-- Your task --
Output the data below exactly as it is, dropping the pictures from your copy.

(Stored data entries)
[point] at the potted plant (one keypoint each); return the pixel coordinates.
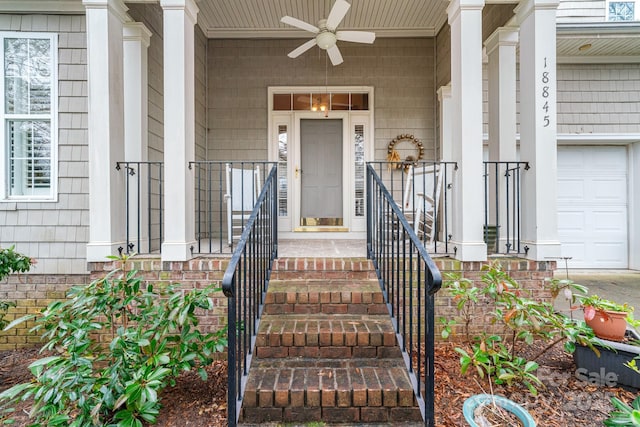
(607, 318)
(623, 414)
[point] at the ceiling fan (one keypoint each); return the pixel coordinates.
(326, 33)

-- Expected output --
[point] at the potted plant (one keypoint each); return the pixel coordinates.
(607, 318)
(623, 414)
[point] at the ceiling fan (one keypoint each); return the pixel coordinates.
(326, 33)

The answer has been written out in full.